• Data to examine:
::::

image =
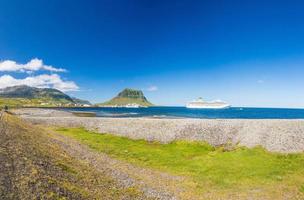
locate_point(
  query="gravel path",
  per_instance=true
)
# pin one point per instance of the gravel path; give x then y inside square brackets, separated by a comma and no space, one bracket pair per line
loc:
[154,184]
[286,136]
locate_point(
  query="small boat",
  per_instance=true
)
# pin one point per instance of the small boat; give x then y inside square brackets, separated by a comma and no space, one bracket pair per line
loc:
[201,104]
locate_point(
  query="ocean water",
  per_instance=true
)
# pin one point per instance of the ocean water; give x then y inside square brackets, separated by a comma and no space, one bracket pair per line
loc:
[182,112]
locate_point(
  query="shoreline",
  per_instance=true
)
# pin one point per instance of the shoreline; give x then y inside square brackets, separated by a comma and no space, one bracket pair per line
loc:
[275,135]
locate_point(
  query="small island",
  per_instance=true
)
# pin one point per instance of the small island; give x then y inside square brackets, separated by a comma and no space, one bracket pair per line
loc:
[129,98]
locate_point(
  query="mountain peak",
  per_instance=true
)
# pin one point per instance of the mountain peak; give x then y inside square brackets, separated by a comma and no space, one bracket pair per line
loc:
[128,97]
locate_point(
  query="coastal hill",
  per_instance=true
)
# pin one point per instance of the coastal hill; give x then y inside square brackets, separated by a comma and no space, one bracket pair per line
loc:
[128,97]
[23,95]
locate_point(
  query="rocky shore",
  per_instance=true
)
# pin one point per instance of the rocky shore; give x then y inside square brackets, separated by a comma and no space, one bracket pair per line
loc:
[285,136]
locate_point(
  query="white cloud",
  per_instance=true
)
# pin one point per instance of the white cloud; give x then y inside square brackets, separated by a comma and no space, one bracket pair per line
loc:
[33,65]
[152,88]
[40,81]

::::

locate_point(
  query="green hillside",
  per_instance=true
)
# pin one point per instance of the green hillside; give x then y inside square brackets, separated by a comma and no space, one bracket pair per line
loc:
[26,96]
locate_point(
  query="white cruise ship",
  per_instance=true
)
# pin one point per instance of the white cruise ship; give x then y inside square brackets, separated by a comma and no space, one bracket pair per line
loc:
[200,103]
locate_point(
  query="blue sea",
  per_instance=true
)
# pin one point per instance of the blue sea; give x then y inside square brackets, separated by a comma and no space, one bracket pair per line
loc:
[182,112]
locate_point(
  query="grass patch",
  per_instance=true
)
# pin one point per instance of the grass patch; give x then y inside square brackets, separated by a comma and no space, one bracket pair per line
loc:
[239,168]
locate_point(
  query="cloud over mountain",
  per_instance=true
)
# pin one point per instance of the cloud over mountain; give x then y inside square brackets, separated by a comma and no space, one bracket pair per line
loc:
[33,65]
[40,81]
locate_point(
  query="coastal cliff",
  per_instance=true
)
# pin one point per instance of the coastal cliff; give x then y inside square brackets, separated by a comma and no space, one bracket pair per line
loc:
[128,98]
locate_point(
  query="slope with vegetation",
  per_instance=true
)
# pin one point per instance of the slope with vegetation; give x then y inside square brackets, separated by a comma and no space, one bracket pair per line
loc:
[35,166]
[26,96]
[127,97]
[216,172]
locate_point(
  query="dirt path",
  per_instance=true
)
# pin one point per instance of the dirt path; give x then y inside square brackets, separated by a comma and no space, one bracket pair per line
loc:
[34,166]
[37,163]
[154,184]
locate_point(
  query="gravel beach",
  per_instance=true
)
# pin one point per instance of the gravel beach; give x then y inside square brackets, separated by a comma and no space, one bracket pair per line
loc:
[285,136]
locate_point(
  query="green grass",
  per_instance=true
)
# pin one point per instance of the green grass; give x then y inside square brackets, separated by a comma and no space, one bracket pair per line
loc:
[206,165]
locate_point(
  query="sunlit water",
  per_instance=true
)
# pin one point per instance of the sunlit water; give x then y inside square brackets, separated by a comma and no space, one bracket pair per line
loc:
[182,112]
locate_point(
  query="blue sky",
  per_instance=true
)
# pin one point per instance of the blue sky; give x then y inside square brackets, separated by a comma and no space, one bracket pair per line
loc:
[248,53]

::::

• Required action:
Scan the listing above, and wherever a line holds the string "over", copy that line.

• Response area:
  query="cloud over mountain",
# pin one point per instance of the cloud over mountain; give x then y inside square brackets, separated by a comma and no space, one bracket pair per line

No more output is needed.